**Assignment:** Report each line from the entries in which "hull" can be found.

**Input records:**
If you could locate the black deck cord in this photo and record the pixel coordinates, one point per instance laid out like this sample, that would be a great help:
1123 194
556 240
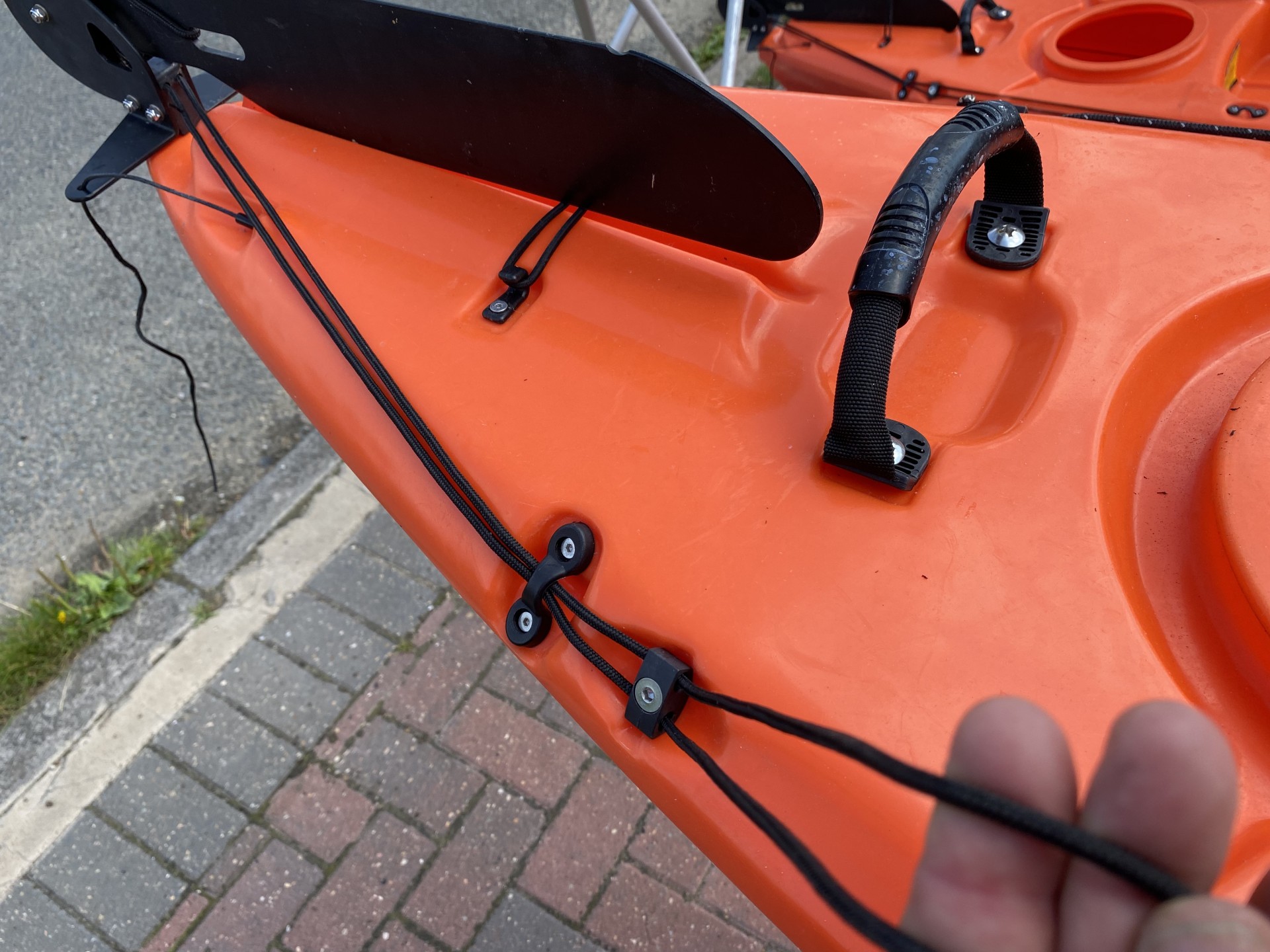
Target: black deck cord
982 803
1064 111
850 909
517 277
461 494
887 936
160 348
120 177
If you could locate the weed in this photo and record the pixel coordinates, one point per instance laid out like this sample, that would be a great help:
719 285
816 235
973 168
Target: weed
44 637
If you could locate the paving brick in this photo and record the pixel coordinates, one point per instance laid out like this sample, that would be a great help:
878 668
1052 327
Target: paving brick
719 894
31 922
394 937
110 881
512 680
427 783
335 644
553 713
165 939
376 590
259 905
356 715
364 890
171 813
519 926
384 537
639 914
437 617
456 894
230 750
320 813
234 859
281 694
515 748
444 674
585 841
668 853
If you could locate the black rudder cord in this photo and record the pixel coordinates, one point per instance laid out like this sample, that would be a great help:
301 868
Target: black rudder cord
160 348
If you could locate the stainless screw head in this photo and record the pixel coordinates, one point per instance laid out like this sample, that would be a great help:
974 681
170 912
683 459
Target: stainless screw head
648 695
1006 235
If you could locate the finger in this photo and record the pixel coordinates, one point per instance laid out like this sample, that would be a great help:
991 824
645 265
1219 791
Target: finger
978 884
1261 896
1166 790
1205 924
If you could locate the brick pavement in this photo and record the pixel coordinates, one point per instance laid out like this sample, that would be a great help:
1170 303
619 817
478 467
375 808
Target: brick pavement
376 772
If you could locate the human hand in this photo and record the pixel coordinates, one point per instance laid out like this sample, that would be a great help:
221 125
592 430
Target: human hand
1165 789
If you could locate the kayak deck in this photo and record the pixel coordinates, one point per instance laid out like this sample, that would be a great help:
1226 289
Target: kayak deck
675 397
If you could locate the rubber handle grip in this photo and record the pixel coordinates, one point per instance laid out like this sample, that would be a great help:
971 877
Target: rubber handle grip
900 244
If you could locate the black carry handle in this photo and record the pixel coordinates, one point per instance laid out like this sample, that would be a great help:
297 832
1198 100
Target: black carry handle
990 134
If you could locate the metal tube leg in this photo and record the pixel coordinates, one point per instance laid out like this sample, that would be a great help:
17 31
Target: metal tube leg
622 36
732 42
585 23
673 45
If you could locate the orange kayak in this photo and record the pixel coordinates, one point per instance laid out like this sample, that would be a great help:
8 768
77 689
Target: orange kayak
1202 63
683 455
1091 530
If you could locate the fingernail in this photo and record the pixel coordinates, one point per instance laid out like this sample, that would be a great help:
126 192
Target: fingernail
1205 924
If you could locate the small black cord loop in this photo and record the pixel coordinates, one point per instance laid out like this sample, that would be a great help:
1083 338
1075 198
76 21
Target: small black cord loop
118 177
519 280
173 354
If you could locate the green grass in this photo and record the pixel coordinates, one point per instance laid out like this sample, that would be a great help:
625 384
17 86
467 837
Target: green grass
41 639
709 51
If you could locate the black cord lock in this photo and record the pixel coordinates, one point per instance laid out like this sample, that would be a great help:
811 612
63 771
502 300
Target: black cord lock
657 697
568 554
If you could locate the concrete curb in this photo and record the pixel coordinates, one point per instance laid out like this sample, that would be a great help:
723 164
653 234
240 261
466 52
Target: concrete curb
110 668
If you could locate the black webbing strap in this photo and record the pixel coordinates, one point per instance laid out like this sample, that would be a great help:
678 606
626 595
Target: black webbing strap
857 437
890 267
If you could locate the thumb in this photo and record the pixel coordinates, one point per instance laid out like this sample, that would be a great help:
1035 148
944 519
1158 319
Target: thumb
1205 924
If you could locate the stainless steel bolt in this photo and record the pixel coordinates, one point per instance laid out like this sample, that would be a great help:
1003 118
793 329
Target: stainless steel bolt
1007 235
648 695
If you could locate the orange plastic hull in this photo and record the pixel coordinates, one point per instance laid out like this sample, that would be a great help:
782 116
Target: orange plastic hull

**Written response:**
If you could locate the orange plastic hull in this photo and record the pixel coordinates, one point per instance laid out like this sample, that would be a great help:
Target: orange plastic hull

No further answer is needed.